Requirement: Nothing but the lines from the one with "Would you mind marking the chimney on" through the end of the records may appear in the answer, each reproduced exactly, pictures omitted.

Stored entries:
# # # # # # #

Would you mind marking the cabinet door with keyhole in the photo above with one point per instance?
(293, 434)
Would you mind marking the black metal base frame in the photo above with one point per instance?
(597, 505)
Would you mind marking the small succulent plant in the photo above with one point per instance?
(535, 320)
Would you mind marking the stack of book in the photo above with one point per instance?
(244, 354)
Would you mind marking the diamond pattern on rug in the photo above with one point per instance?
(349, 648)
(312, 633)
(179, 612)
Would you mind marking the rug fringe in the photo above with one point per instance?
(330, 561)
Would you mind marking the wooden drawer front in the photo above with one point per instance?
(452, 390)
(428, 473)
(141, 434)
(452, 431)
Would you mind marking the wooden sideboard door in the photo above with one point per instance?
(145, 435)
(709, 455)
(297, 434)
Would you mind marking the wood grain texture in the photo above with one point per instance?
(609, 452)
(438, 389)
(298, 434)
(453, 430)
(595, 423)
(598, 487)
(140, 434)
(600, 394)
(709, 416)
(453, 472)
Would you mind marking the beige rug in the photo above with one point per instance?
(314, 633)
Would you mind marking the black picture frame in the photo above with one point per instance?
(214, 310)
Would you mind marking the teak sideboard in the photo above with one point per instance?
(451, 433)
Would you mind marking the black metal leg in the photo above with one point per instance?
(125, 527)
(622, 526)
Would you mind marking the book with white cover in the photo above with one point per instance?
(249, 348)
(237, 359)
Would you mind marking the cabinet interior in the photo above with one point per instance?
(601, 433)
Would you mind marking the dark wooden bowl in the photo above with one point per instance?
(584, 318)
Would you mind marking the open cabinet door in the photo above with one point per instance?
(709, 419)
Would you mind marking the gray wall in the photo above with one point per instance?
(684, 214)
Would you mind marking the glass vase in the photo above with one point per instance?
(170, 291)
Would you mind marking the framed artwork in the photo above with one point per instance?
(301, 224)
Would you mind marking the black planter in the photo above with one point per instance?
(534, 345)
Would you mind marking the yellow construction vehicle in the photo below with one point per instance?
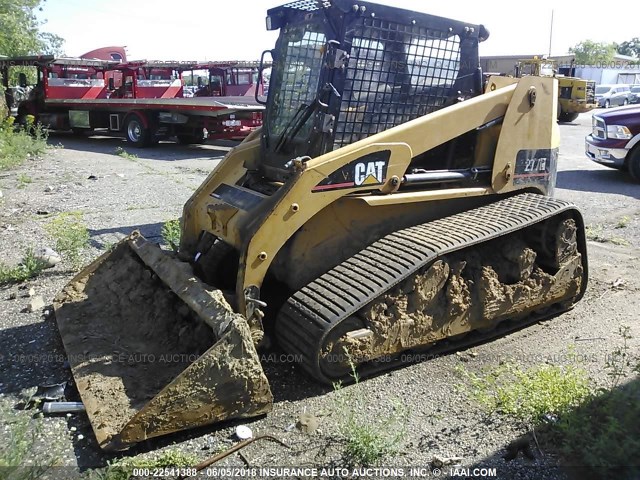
(387, 203)
(575, 95)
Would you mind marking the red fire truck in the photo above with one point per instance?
(142, 99)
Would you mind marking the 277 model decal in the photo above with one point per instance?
(365, 171)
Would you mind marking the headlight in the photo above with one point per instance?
(618, 131)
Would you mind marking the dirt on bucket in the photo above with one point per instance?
(127, 336)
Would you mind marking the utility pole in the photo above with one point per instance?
(551, 33)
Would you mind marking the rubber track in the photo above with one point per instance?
(312, 312)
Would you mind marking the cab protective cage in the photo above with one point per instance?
(353, 70)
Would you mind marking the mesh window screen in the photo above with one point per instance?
(396, 73)
(302, 66)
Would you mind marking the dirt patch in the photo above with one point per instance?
(127, 336)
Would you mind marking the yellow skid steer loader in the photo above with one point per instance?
(390, 201)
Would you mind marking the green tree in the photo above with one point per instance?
(631, 48)
(589, 52)
(20, 33)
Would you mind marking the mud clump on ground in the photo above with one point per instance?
(127, 337)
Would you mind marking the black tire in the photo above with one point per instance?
(634, 164)
(136, 132)
(568, 116)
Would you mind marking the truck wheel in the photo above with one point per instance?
(634, 164)
(568, 116)
(137, 134)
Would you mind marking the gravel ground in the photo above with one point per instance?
(117, 195)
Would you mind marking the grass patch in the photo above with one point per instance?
(16, 144)
(121, 152)
(70, 234)
(531, 394)
(623, 222)
(16, 455)
(602, 434)
(595, 234)
(171, 233)
(368, 439)
(24, 180)
(593, 429)
(123, 469)
(29, 267)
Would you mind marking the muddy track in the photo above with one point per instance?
(318, 315)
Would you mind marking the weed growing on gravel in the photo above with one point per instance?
(623, 222)
(171, 232)
(29, 267)
(121, 152)
(620, 363)
(530, 394)
(70, 234)
(18, 451)
(595, 234)
(24, 180)
(16, 145)
(368, 440)
(602, 433)
(123, 469)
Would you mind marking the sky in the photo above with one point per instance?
(235, 30)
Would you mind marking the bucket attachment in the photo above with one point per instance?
(154, 350)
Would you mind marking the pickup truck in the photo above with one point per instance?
(615, 139)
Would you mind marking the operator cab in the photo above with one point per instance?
(342, 73)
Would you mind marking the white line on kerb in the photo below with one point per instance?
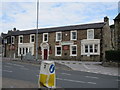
(15, 64)
(92, 77)
(91, 82)
(7, 71)
(65, 74)
(76, 81)
(6, 66)
(24, 68)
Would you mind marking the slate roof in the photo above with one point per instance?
(56, 29)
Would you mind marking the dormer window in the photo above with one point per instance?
(21, 39)
(45, 37)
(90, 34)
(73, 35)
(12, 39)
(32, 38)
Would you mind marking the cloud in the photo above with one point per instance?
(22, 15)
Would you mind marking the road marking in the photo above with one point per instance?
(65, 74)
(87, 67)
(92, 77)
(117, 80)
(7, 71)
(24, 68)
(76, 81)
(15, 64)
(91, 82)
(37, 75)
(70, 80)
(6, 66)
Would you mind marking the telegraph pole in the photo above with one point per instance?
(37, 30)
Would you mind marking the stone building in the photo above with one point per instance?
(74, 42)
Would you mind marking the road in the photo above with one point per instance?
(29, 73)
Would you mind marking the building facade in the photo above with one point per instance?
(75, 42)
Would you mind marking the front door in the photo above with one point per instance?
(45, 54)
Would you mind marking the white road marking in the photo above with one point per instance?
(76, 81)
(65, 74)
(24, 68)
(6, 66)
(7, 71)
(92, 77)
(117, 80)
(87, 67)
(91, 82)
(15, 64)
(37, 75)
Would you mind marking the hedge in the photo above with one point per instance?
(113, 55)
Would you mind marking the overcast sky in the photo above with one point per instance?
(22, 15)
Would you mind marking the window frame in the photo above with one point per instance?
(12, 38)
(19, 39)
(71, 50)
(56, 50)
(44, 37)
(88, 30)
(57, 36)
(31, 38)
(71, 35)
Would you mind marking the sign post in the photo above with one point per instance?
(47, 75)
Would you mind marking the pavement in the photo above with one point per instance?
(85, 66)
(93, 67)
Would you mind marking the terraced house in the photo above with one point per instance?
(74, 42)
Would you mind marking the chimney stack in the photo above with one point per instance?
(106, 19)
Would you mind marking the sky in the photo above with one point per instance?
(22, 15)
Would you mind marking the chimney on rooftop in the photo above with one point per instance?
(106, 19)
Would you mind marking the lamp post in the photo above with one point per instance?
(37, 30)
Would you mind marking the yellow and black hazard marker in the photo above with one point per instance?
(47, 77)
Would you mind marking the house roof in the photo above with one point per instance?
(56, 29)
(117, 17)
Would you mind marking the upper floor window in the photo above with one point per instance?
(90, 34)
(73, 35)
(58, 50)
(12, 39)
(32, 38)
(45, 37)
(58, 36)
(73, 50)
(21, 39)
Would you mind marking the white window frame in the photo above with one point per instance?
(19, 39)
(90, 53)
(56, 50)
(31, 38)
(72, 34)
(88, 33)
(57, 36)
(71, 50)
(44, 37)
(12, 37)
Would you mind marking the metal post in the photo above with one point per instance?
(37, 30)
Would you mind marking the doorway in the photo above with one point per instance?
(45, 54)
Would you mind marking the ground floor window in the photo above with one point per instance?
(24, 50)
(58, 50)
(90, 47)
(73, 50)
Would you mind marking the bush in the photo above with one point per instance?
(112, 55)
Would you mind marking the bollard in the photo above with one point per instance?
(47, 77)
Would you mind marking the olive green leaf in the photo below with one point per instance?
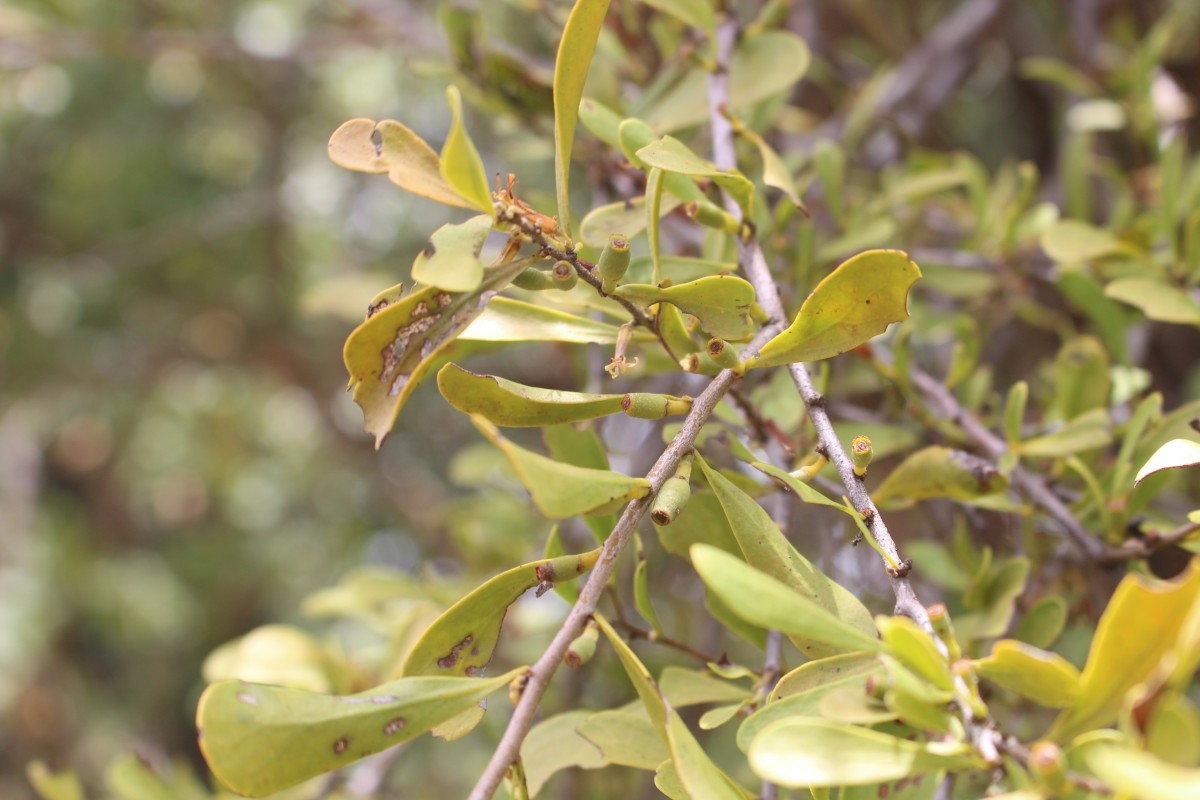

# # # # # # #

Output:
Would you mind marking the chimney on rooftop in the photo above with one point per instance?
(106, 19)
Would you mind marking the lamp post in the photo above with one point per instance?
(37, 30)
Would you mind marking the yellow and black hazard marker in the photo above with one point per instance?
(47, 77)
Would you mind marking the house roof in the photo above with one point per instance?
(56, 29)
(117, 17)
Would you mind marking the upper floor window in the photo above with one point per instance?
(90, 34)
(73, 35)
(58, 50)
(12, 39)
(32, 38)
(45, 37)
(58, 36)
(73, 50)
(21, 39)
Would you mind marking the white window frame in the photo above with one point per instance?
(19, 39)
(90, 53)
(56, 50)
(31, 38)
(72, 34)
(88, 33)
(57, 36)
(71, 50)
(44, 37)
(12, 37)
Would you mind marking the metal post in the photo above with one point per instance?
(37, 30)
Would you mind marking the doorway in the photo above with one point per instance?
(45, 54)
Would you mind marking the ground floor window in the photo above with one point per instance?
(24, 50)
(58, 50)
(90, 47)
(73, 50)
Would you mind marking the bush in the photo above with one point per instance?
(112, 55)
Would you mind marking the bollard in the photo above with one point per instance?
(47, 77)
Would you mind marking the olive green leaf in the photo below with one point per instance?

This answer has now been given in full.